▸ RECORD EXCERPTS

____________________

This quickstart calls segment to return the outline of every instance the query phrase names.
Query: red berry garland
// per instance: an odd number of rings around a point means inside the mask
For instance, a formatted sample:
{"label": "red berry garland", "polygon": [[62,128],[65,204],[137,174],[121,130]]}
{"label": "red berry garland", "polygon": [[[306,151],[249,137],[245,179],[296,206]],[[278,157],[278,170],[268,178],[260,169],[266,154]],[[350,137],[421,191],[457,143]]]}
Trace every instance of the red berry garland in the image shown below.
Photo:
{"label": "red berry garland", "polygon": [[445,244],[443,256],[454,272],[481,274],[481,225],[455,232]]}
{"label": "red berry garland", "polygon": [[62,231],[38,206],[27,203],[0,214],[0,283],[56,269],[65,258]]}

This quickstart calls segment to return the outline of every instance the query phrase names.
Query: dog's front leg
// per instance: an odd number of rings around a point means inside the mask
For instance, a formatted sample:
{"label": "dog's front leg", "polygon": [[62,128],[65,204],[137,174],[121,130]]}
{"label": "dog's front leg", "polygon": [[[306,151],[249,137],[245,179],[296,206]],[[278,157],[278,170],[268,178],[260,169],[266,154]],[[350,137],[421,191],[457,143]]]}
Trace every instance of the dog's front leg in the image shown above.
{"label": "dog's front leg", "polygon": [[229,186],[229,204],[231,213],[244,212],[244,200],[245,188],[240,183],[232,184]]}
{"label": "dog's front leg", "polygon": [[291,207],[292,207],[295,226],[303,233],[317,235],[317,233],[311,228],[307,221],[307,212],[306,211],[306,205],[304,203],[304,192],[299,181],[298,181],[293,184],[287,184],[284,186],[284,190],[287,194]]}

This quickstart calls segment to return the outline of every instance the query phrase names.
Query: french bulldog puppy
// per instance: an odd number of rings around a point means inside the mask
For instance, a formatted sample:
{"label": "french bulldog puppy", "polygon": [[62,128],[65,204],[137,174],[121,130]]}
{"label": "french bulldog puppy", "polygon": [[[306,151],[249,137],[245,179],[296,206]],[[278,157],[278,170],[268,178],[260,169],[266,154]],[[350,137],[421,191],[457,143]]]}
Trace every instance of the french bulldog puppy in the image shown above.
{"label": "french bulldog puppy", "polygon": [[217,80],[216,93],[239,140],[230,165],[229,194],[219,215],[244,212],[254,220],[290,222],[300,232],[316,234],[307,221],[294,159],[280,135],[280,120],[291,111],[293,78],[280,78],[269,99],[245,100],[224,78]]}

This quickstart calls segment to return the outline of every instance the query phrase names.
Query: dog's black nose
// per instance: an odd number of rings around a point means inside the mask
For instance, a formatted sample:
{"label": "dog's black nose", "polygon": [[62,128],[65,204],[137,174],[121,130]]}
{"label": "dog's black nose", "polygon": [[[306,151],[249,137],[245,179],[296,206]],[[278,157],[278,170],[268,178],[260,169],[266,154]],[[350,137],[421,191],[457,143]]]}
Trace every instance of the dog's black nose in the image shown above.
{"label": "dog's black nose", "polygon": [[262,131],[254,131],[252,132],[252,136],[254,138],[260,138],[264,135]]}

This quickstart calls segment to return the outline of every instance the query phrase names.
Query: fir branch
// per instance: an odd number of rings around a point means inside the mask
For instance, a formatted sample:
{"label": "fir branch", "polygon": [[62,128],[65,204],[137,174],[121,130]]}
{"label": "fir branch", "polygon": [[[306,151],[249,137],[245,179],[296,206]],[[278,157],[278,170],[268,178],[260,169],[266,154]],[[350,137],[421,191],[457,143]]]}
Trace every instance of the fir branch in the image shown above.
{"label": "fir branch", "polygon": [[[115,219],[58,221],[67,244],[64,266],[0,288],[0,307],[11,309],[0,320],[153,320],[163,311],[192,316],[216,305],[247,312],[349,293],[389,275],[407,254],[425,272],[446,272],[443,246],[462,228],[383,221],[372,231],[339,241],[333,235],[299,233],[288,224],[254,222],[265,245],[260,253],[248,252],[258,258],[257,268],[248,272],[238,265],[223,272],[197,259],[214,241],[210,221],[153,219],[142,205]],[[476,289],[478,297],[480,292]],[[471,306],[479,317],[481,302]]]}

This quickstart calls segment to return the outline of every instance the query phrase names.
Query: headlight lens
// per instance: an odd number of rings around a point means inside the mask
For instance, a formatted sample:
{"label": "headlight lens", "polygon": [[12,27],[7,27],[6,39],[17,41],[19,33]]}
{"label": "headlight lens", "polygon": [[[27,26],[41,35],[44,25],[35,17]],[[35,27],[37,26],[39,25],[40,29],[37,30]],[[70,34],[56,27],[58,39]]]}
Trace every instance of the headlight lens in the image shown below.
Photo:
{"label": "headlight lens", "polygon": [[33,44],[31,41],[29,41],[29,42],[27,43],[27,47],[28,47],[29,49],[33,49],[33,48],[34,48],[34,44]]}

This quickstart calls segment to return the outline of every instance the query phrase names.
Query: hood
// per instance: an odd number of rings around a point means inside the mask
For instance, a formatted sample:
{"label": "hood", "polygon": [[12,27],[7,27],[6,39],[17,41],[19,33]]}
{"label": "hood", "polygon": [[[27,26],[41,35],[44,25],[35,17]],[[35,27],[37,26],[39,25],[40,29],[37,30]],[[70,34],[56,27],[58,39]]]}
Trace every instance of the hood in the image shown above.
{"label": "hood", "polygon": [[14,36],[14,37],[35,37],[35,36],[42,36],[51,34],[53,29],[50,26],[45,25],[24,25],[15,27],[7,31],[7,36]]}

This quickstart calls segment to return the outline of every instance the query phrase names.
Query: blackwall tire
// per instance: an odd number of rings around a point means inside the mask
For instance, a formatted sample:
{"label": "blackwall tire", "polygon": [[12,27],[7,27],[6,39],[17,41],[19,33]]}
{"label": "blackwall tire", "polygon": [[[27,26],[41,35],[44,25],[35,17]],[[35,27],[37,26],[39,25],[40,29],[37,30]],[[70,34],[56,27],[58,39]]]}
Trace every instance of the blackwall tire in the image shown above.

____________________

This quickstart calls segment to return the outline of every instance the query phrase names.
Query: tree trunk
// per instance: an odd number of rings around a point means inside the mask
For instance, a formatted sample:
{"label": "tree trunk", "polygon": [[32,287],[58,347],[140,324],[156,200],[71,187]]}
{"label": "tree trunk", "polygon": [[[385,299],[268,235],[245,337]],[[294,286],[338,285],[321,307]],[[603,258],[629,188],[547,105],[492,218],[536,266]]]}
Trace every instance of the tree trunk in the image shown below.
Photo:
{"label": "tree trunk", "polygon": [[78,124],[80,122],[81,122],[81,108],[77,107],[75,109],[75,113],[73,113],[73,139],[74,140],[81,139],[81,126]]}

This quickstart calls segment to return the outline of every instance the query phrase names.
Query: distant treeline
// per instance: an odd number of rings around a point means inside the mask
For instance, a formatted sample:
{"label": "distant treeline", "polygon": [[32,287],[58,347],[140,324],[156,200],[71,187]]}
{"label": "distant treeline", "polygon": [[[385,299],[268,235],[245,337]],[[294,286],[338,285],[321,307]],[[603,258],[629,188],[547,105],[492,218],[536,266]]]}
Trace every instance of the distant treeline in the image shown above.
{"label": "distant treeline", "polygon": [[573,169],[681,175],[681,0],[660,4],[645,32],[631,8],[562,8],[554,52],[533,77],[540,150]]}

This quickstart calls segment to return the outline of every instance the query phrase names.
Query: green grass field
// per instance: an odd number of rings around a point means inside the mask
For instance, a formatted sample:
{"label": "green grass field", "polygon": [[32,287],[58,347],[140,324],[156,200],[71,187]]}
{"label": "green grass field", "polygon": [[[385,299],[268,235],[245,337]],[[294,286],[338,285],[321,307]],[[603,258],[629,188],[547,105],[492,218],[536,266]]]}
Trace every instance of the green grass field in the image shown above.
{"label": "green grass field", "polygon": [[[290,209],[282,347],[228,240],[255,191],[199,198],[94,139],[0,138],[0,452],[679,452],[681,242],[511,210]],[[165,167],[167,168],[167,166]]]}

____________________

▸ TO DO
Pull out every line in the records above that contains the word "bulldog", and copy each one in full.

▸ RESULT FOR THIS TASK
Query: french bulldog puppy
{"label": "french bulldog puppy", "polygon": [[62,128],[65,204],[137,174],[121,130]]}
{"label": "french bulldog puppy", "polygon": [[[306,151],[249,137],[245,179],[296,206]],[[278,157],[278,170],[268,178],[260,169],[266,154]],[[350,137],[421,191],[457,143]]]}
Trace every instance of the french bulldog puppy in the image shown above.
{"label": "french bulldog puppy", "polygon": [[217,80],[216,93],[239,140],[230,165],[229,194],[219,215],[244,212],[254,220],[290,222],[300,232],[316,234],[307,221],[294,159],[280,135],[280,120],[291,111],[293,78],[280,78],[269,99],[245,100],[224,78]]}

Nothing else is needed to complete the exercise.